Records from a collection
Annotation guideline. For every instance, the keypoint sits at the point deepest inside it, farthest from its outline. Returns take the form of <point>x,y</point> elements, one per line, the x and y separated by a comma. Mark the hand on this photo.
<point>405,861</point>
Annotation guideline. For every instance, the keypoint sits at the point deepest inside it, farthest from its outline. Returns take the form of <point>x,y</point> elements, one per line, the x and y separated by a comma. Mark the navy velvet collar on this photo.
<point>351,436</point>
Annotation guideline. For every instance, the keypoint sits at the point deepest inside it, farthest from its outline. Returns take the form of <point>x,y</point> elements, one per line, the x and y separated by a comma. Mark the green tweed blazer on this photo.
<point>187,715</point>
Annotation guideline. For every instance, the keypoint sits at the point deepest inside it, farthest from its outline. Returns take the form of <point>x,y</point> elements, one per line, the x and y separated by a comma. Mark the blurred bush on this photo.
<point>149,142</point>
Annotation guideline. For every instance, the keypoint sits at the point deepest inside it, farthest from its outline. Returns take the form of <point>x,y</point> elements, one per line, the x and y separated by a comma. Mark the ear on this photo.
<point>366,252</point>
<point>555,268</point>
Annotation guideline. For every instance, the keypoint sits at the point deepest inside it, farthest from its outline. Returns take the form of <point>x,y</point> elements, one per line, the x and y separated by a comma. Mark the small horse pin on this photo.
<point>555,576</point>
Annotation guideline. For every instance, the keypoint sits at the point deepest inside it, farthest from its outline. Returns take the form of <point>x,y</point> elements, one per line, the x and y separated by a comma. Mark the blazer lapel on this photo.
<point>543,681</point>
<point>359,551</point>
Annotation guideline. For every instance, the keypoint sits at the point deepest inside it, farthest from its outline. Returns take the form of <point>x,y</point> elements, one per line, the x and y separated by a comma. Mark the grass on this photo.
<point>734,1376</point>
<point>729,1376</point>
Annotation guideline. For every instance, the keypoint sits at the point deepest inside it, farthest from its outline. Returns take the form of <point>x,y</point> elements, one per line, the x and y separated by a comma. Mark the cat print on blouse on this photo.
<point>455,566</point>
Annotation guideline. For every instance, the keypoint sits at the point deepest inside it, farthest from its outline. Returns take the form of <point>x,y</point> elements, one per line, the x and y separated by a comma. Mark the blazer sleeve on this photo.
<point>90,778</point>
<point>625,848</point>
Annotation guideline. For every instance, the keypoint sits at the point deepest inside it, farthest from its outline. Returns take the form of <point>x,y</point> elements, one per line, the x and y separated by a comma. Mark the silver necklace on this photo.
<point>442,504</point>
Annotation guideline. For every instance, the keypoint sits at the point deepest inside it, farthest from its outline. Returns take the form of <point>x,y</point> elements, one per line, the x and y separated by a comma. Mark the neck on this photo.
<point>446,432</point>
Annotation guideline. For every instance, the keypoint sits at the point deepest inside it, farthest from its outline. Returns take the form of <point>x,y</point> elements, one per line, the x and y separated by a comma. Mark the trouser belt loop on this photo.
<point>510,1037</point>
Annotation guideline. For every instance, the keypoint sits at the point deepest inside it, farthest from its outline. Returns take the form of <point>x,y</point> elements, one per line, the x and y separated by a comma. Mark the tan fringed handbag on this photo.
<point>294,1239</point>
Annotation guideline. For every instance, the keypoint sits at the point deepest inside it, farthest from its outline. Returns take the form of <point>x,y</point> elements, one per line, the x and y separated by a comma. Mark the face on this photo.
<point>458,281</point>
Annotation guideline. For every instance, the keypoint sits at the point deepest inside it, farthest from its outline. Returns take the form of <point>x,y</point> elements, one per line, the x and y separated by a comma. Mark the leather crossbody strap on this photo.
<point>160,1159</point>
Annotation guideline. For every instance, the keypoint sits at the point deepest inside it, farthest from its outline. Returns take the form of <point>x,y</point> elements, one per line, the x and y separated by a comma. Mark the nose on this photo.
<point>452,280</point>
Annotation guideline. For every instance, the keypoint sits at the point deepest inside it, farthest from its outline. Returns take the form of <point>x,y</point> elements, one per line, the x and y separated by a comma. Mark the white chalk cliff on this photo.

Assigned task
Set down every record above exactly as written.

Result
Annotation guideline. For every instance, the keypoint sits at the point deepest inside it, farthest from its outline. Returns take the form of <point>x,y</point> elements, one per line, the x and y separated by a comma. Mark the hand on this photo.
<point>405,861</point>
Annotation guideline. For every instance, the keypoint sits at the point deepest inside it, farthest from its outline. Returns take the form of <point>x,y</point> elements, one per line, the x and y separated by a comma. Mark the navy velvet collar on this photo.
<point>351,436</point>
Annotation guideline. For every instance, the keypoint sits at the point deepest inside it, farthest from its outline. Returns take the form of <point>x,y</point> elements, one per line, the x and y separated by a comma. Mark the green tweed blazer on this photo.
<point>187,715</point>
Annotation guideline. For every instance, the keypoint sits at the point deepest inside it, farthest from its outline. Returns take the form of <point>x,y</point> elements, one per line, the x and y separated by a comma. Mark the blurred bush on this photo.
<point>149,142</point>
Annotation guideline. For every instance, the keypoint sits at the point deepest inside it, farthest from its outline. Returns take the form of <point>x,y</point> elements, one per line, the x and y separated by a comma. Mark the ear on this photo.
<point>366,252</point>
<point>555,268</point>
Annotation guideline. For every instance, the keypoint sits at the point deepest inside it, farthest from its outline. Returns take the form of <point>x,y</point> elements, one per line, the x and y separated by a comma. Mark the small horse pin on this photo.
<point>555,576</point>
Annotation guideline. For every instance, the keypoint sits at the point deepest inside it, farthest from its outline. Returns take the form of <point>x,y</point> elements, one per line, the x and y separated by a comma. Mark the blazer lapel on this photo.
<point>543,681</point>
<point>359,551</point>
Annotation guideline. For every instance, the keypoint sits at the point deepest inside it, farthest from its outline. Returns take the form of <point>x,y</point> elements, one per line, the x and y separated by a comma. Mark the grass on this photo.
<point>734,1376</point>
<point>729,1376</point>
Annotation guideline. For every instance, the keypoint sits at the point deepest inside it, farthest from its outline. Returns take the form of <point>x,y</point> elements, one per line, the x and y separated by a comma. Mark the cat print on blouse on this photo.
<point>455,566</point>
Annotation guideline. For every instance, the keypoint sits at the point deepest inside it, farthest from its outline. Returns take the form of <point>x,y</point> elements, one per line, the x and y separated by a comma. Mark the blazer sleeve on this photo.
<point>90,778</point>
<point>625,848</point>
Annotation guideline. For every instance, the keypoint sits at the point deepest inside it, farthest from its outline. Returns take the form of <point>x,y</point> elements, one per line, the x and y separated by a comma. Mark the silver necklace on this photo.
<point>442,504</point>
Annotation guideline. For every instance, the keypoint sits at the point deepest inside it, farthest from its outline. Returns take the form of <point>x,y</point> elements, one per line, the x and y separated by a comma. Mark the neck on this photo.
<point>446,432</point>
Annotation guideline. For every instance, the keypoint sits at the point deepest inside it, farthest from its outline. Returns take the form of <point>x,y</point> elements, one per line, the x and y separated by a comma. Mark the trouser belt loop on this photo.
<point>510,1037</point>
Annotation guideline. For every instance, the keypoint sits at the point deepest inside it, farthest from its outline. Returns take the form of <point>x,y</point> elements, one per line, the x and y separated by a comma. Mark the tan fringed handbag on this photo.
<point>294,1239</point>
Annotation guideline. For every instance, the keypoint sits at the point deepest inside it, farthest from its outline. Returns take the form of <point>x,y</point> elements, one per line, the x and y separated by a comma. Mark the face on this photo.
<point>458,281</point>
Annotation guideline. For every instance, the keypoint sits at the point deepest inside it, farthest from its outline. Returns take the form of <point>x,y</point> elements, one per line, the x and y separated by a comma. Mark the leather crossbody strap on this photo.
<point>160,1159</point>
Annotation guideline. For every instance, the keypoint sits at the point deepest inside it, farthest from its outline. Returns take the form of <point>x,y</point> elements, one per line, the x and y separated by a comma. Mark the nose on this photo.
<point>452,280</point>
Annotation guideline. For every instance, the keypoint sits at the point deepest inside it, farthest from its outline. Returns take the form of <point>x,y</point> elements, one per line, the x and y separated by a comma. Mark the white chalk cliff on this photo.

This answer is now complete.